PROBLEM REQUIREMENTS. Find every line in the records below that contains the string "bowl", matching case exactly, and copy each such line.

[Some records]
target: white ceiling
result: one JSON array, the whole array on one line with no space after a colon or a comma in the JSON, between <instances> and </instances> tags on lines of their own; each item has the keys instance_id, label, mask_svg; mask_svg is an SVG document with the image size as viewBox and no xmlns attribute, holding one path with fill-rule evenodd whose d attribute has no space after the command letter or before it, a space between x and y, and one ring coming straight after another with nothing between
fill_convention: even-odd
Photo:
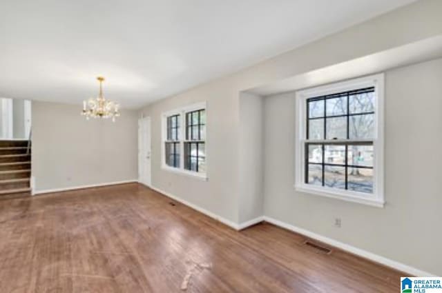
<instances>
[{"instance_id":1,"label":"white ceiling","mask_svg":"<svg viewBox=\"0 0 442 293\"><path fill-rule=\"evenodd\" d=\"M0 97L136 108L414 0L1 0Z\"/></svg>"}]
</instances>

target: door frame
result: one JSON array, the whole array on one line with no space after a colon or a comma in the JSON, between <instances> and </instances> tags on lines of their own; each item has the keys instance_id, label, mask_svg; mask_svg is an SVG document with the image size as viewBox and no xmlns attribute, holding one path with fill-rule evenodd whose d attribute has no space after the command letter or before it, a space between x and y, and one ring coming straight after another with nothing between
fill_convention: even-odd
<instances>
[{"instance_id":1,"label":"door frame","mask_svg":"<svg viewBox=\"0 0 442 293\"><path fill-rule=\"evenodd\" d=\"M149 187L152 185L152 128L151 123L150 117L144 117L138 119L138 182ZM147 132L142 131L145 128L148 129ZM148 134L148 137L147 137L146 134ZM146 136L146 139L142 139L142 135L143 134ZM148 144L148 142L150 142L150 145L142 145L143 143ZM146 153L142 154L144 151ZM148 158L145 158L144 156L148 156ZM148 174L147 176L145 175L144 176L145 178L142 178L142 168L146 168L143 166L146 159L150 160L149 166L146 168L148 170Z\"/></svg>"}]
</instances>

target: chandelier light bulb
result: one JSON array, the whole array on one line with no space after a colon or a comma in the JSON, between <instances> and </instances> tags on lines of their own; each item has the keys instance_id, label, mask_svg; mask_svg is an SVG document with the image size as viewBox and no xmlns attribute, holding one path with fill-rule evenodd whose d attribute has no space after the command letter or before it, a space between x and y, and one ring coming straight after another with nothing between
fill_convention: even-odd
<instances>
[{"instance_id":1,"label":"chandelier light bulb","mask_svg":"<svg viewBox=\"0 0 442 293\"><path fill-rule=\"evenodd\" d=\"M102 83L104 77L98 77L97 79L99 82L99 93L96 99L90 98L87 101L83 101L83 111L81 115L85 116L86 120L89 118L112 118L113 122L119 115L119 105L114 101L106 100L103 96Z\"/></svg>"}]
</instances>

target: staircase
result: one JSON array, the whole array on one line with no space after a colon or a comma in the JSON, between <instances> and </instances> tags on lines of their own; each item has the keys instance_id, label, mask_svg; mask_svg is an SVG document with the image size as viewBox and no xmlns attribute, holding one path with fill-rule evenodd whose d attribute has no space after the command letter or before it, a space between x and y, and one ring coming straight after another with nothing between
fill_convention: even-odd
<instances>
[{"instance_id":1,"label":"staircase","mask_svg":"<svg viewBox=\"0 0 442 293\"><path fill-rule=\"evenodd\" d=\"M0 141L0 199L30 196L30 144Z\"/></svg>"}]
</instances>

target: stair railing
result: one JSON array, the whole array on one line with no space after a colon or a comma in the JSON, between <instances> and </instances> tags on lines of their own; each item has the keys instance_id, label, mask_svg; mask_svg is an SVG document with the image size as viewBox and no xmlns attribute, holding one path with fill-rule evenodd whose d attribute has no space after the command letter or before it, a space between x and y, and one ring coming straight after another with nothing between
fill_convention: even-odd
<instances>
[{"instance_id":1,"label":"stair railing","mask_svg":"<svg viewBox=\"0 0 442 293\"><path fill-rule=\"evenodd\" d=\"M32 135L32 129L31 128L29 130L29 138L28 139L28 147L26 148L26 154L29 154L30 153L30 139Z\"/></svg>"}]
</instances>

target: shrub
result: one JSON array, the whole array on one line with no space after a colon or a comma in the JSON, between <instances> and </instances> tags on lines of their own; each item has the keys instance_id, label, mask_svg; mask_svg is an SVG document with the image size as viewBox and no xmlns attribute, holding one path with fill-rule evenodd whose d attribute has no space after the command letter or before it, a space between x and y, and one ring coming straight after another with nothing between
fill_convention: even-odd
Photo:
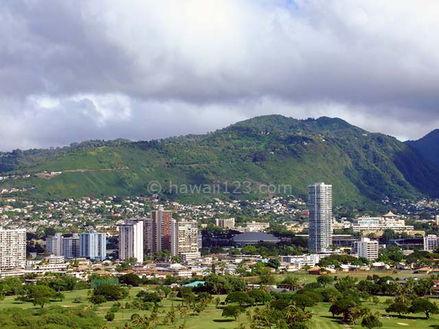
<instances>
[{"instance_id":1,"label":"shrub","mask_svg":"<svg viewBox=\"0 0 439 329\"><path fill-rule=\"evenodd\" d=\"M115 317L116 317L116 315L112 312L108 312L105 315L105 319L107 321L112 321L115 319Z\"/></svg>"}]
</instances>

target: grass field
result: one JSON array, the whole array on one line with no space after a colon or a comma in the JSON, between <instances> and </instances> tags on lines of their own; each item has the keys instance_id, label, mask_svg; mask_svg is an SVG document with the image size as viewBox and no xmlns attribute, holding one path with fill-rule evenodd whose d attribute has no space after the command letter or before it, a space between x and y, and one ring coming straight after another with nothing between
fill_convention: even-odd
<instances>
[{"instance_id":1,"label":"grass field","mask_svg":"<svg viewBox=\"0 0 439 329\"><path fill-rule=\"evenodd\" d=\"M373 272L359 272L353 274L355 276L366 277L367 275L378 274L379 276L392 275L388 271L373 271ZM338 273L338 276L344 276L347 273ZM308 283L315 281L316 276L309 276L307 274L298 273L293 276L297 276L300 278L301 283ZM408 272L399 272L398 274L393 274L393 276L398 277L408 277L414 276L412 273ZM422 277L423 276L417 276ZM134 300L137 293L145 288L134 287L130 290L130 295L128 297L125 298L123 302L126 302ZM74 291L64 292L65 296L64 300L62 302L55 302L51 303L49 305L60 305L64 307L73 307L78 305L89 305L87 297L88 289L78 290ZM84 301L81 304L74 303L75 298L78 297L82 297L84 298ZM222 301L224 301L226 298L225 295L220 296ZM379 310L381 315L381 322L383 323L383 328L412 328L417 329L429 328L431 328L434 325L439 326L439 315L431 315L431 319L425 319L425 315L424 314L416 315L407 315L399 318L396 315L388 314L385 313L385 309L387 308L388 304L385 304L385 300L389 298L388 297L380 297L380 302L375 305L371 302L363 303L363 306L366 306L370 308L372 311ZM436 301L437 300L432 300ZM99 307L97 307L97 314L104 317L110 308L112 306L114 302L107 302L102 304ZM177 306L181 304L181 301L179 299L175 300L171 300L169 298L163 300L162 304L161 305L159 310L160 320L163 322L165 317L165 313L167 312L172 304L174 306ZM309 323L310 329L338 329L338 328L348 328L357 329L362 328L361 325L350 325L345 326L337 319L333 319L331 314L329 312L330 303L320 303L318 305L308 308L313 313L313 319ZM14 300L13 296L7 296L5 300L0 302L0 308L10 308L10 307L19 307L23 308L32 308L34 306L31 303L21 303ZM47 306L45 306L47 307ZM200 316L188 315L185 319L180 317L180 314L177 311L177 326L169 326L169 325L159 325L158 328L178 328L178 326L180 324L185 323L185 327L187 329L230 329L237 328L239 324L248 324L248 321L245 315L241 315L237 321L233 321L229 318L224 318L221 316L221 309L217 309L215 305L211 304L204 312L201 313ZM125 322L130 321L130 317L132 314L137 313L141 315L150 315L149 310L140 310L137 309L122 309L121 308L117 313L115 313L116 317L113 321L107 322L106 326L110 329L115 329L117 328L123 328Z\"/></svg>"}]
</instances>

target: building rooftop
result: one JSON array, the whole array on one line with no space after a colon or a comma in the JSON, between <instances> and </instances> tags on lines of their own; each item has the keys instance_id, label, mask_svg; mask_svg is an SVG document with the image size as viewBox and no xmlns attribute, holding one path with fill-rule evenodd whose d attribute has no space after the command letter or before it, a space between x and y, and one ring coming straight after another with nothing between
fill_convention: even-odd
<instances>
[{"instance_id":1,"label":"building rooftop","mask_svg":"<svg viewBox=\"0 0 439 329\"><path fill-rule=\"evenodd\" d=\"M260 232L249 232L233 236L235 242L279 242L279 239L272 234Z\"/></svg>"}]
</instances>

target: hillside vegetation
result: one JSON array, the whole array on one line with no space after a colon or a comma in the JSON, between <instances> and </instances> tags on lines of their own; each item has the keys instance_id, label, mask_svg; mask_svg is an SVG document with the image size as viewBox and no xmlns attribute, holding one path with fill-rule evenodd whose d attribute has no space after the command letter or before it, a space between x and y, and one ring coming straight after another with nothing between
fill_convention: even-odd
<instances>
[{"instance_id":1,"label":"hillside vegetation","mask_svg":"<svg viewBox=\"0 0 439 329\"><path fill-rule=\"evenodd\" d=\"M352 206L439 197L439 169L412 147L327 117L270 115L204 135L14 151L1 154L0 170L30 174L5 180L0 188L33 187L20 193L36 199L148 195L151 181L176 199L242 197L248 186L251 193L244 197L262 196L261 184L290 185L292 194L305 197L314 182L333 184L335 202ZM43 171L63 172L50 178L36 175ZM217 184L222 189L213 195L176 193L175 186L183 184Z\"/></svg>"},{"instance_id":2,"label":"hillside vegetation","mask_svg":"<svg viewBox=\"0 0 439 329\"><path fill-rule=\"evenodd\" d=\"M439 166L439 129L433 130L418 141L407 141L426 159Z\"/></svg>"}]
</instances>

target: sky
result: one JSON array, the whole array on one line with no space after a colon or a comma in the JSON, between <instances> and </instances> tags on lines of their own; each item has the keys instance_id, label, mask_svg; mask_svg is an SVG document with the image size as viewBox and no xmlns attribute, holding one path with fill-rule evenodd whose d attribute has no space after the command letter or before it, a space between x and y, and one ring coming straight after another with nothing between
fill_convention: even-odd
<instances>
[{"instance_id":1,"label":"sky","mask_svg":"<svg viewBox=\"0 0 439 329\"><path fill-rule=\"evenodd\" d=\"M0 150L340 117L439 127L437 0L2 0Z\"/></svg>"}]
</instances>

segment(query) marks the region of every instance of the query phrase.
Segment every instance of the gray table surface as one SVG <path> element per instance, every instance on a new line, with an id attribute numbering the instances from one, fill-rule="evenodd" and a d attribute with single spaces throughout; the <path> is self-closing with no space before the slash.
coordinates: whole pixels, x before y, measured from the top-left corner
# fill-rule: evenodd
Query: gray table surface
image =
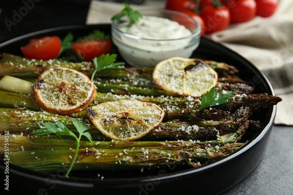
<path id="1" fill-rule="evenodd" d="M 275 125 L 255 169 L 221 195 L 293 195 L 293 127 Z"/>

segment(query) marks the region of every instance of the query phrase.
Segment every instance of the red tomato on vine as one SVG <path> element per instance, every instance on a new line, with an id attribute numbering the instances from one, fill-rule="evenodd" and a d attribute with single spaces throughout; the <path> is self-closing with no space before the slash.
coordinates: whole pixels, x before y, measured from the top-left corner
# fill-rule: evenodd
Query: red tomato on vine
<path id="1" fill-rule="evenodd" d="M 256 3 L 256 15 L 261 17 L 266 18 L 272 16 L 278 8 L 278 0 L 255 0 Z"/>
<path id="2" fill-rule="evenodd" d="M 244 22 L 250 20 L 256 13 L 254 0 L 224 0 L 224 4 L 230 12 L 231 22 Z"/>
<path id="3" fill-rule="evenodd" d="M 206 5 L 202 9 L 200 16 L 206 24 L 207 33 L 224 30 L 230 23 L 229 10 L 225 6 Z"/>
<path id="4" fill-rule="evenodd" d="M 204 21 L 203 19 L 201 18 L 201 17 L 200 16 L 199 16 L 199 15 L 195 14 L 194 12 L 192 12 L 191 11 L 189 11 L 189 10 L 183 10 L 183 11 L 182 11 L 181 12 L 184 14 L 188 15 L 189 16 L 191 17 L 192 19 L 193 19 L 195 20 L 196 20 L 197 22 L 198 22 L 199 23 L 199 24 L 200 25 L 200 27 L 201 29 L 200 35 L 202 36 L 203 35 L 204 35 L 204 34 L 205 34 L 205 32 L 206 32 L 206 25 L 205 24 L 205 22 Z M 182 21 L 181 22 L 182 23 L 180 23 L 180 22 L 179 22 L 179 23 L 180 24 L 183 24 L 184 26 L 185 26 L 186 27 L 187 27 L 186 25 L 185 25 L 184 23 L 183 24 L 182 23 L 182 22 L 183 22 L 183 21 Z"/>

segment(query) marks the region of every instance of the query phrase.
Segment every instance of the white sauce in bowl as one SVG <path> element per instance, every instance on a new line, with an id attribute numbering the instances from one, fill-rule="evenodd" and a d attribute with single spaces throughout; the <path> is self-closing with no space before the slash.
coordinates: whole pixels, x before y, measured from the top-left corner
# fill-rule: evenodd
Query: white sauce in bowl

EXERCISE RESULT.
Segment every instance of the white sauce in bowl as one SVG <path> element per instance, every instance on a new line, with an id attribute numbering the instances from one, fill-rule="evenodd" and a d attribute with single spaces throughout; the <path> is self-closing with no space before the slash.
Query: white sauce in bowl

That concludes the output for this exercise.